What you have to do –
Please pick out every line in the records below that contains the word "railing", and copy each of those lines.
* START Provided records *
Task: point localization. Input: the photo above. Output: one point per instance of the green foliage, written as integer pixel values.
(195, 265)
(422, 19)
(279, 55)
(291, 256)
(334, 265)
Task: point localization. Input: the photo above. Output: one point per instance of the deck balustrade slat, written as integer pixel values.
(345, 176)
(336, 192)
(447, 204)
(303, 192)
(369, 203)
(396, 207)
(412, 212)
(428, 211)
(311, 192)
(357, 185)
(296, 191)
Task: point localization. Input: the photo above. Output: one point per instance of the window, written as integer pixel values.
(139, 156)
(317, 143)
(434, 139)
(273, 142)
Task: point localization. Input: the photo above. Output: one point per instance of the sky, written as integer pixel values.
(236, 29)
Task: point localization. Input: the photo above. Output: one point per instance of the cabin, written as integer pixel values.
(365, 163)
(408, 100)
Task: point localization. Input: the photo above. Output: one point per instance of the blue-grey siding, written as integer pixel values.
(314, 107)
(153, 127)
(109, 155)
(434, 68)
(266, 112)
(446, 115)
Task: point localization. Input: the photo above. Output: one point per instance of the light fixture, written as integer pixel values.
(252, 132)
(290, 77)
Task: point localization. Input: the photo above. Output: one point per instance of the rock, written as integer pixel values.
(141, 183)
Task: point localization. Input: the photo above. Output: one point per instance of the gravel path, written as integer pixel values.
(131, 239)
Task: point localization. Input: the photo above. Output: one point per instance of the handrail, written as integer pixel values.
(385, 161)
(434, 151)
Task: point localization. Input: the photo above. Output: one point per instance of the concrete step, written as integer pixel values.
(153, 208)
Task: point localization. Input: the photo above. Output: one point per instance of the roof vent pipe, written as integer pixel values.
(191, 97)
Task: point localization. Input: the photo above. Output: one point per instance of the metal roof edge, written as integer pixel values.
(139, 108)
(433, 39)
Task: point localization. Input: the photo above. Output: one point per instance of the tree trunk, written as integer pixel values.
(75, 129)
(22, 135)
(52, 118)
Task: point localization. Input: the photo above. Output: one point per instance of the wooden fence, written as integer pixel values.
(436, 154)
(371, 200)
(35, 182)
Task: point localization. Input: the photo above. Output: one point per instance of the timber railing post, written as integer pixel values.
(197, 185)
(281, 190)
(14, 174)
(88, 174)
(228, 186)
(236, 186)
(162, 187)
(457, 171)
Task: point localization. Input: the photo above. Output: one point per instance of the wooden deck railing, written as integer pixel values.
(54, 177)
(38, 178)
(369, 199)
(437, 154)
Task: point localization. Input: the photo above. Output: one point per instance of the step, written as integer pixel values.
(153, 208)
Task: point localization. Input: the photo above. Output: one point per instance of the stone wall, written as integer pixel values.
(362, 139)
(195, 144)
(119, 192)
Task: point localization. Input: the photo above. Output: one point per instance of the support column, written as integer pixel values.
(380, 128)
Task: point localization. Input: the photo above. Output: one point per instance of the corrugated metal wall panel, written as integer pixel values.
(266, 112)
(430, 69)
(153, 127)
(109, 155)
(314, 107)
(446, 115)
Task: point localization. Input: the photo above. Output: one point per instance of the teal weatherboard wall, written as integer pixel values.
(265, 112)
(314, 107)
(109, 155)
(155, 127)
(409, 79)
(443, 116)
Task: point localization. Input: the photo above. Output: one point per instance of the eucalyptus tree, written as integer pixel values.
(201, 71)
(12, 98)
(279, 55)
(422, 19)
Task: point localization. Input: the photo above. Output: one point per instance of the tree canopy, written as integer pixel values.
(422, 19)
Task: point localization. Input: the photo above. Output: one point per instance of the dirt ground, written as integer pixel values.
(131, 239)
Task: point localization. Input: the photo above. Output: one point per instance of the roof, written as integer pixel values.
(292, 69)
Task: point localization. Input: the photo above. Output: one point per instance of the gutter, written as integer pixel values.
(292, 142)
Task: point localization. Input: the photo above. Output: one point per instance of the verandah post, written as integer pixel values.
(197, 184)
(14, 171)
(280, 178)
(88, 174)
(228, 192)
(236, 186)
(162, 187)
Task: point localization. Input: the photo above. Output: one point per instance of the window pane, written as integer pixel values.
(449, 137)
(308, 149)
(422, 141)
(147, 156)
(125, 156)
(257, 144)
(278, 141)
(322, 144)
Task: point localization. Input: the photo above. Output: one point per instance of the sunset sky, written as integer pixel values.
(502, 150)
* END Provided records *
* START Provided records *
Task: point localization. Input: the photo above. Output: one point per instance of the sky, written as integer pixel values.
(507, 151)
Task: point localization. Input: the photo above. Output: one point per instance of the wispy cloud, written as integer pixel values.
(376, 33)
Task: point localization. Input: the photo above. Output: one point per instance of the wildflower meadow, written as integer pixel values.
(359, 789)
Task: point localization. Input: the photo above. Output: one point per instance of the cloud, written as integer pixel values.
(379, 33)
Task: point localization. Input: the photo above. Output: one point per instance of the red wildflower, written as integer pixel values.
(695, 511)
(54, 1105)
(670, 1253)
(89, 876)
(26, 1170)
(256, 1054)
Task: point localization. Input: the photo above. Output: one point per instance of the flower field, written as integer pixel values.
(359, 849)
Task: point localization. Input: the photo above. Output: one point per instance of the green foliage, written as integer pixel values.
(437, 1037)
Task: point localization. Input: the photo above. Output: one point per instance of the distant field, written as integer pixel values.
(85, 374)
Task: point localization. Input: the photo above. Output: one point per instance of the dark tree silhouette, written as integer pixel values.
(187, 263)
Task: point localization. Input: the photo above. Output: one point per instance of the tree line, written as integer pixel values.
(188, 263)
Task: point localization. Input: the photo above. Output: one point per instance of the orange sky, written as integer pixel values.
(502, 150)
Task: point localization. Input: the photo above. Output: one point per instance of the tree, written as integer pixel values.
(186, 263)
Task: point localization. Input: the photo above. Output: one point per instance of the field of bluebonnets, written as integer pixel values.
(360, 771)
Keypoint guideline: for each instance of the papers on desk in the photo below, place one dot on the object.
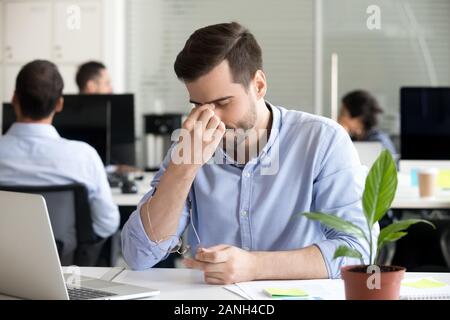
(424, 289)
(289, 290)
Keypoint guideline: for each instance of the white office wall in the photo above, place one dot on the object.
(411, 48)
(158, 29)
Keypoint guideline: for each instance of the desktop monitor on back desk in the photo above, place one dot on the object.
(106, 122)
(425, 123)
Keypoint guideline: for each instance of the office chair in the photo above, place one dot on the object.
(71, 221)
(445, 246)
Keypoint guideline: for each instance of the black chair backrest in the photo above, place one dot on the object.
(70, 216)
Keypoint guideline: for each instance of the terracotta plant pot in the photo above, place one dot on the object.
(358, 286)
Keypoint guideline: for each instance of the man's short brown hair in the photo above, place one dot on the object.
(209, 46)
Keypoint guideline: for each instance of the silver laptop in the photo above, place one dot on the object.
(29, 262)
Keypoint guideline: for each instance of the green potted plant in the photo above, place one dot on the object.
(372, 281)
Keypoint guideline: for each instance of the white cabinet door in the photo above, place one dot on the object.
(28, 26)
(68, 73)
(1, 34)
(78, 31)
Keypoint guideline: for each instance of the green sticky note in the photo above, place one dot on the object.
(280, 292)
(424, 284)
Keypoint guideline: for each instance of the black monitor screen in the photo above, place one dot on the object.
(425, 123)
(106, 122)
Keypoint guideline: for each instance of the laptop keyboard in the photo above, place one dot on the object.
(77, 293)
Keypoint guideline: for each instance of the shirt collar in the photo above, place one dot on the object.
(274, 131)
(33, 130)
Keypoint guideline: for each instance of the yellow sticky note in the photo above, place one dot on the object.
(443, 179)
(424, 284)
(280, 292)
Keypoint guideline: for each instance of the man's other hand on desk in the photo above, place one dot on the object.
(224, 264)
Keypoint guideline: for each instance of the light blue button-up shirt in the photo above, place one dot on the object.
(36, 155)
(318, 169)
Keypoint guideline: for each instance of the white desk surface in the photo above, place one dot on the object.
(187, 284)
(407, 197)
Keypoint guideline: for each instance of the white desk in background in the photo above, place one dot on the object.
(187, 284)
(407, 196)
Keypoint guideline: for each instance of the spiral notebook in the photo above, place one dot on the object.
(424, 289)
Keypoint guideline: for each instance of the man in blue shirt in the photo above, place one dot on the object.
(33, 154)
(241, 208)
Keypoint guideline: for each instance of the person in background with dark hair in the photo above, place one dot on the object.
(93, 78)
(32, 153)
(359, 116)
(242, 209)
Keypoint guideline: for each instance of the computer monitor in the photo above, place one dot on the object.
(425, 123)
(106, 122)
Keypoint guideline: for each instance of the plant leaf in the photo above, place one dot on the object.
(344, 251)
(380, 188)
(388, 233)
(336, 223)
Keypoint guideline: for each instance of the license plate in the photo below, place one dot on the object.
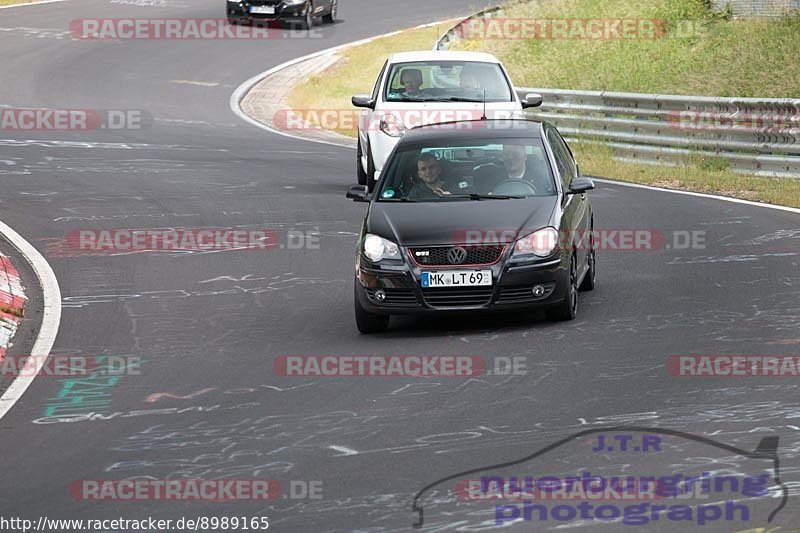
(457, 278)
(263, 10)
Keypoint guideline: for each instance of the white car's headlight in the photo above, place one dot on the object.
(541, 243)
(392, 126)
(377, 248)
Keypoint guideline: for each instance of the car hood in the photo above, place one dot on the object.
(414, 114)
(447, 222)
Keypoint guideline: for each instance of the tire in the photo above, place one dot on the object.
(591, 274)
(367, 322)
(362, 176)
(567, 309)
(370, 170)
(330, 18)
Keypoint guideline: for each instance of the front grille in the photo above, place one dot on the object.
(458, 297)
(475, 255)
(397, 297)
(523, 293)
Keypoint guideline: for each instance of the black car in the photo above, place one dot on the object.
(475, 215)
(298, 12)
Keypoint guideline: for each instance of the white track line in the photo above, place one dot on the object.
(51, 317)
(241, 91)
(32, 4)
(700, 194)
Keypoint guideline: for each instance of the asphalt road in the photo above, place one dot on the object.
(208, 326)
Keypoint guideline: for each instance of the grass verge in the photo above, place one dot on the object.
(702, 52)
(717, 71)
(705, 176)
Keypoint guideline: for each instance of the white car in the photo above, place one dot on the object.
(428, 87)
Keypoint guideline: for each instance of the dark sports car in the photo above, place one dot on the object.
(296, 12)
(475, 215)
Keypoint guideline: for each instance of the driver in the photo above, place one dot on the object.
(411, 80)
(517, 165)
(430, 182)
* END Provided records *
Answer –
Task: point localization. Input: the photo above. Output: one point per instance of the timber railing post, written as integer pixel values.
Task: point localization. Input: the photo above. Output: one point per instance of the wooden deck railing, written as integer pixel values.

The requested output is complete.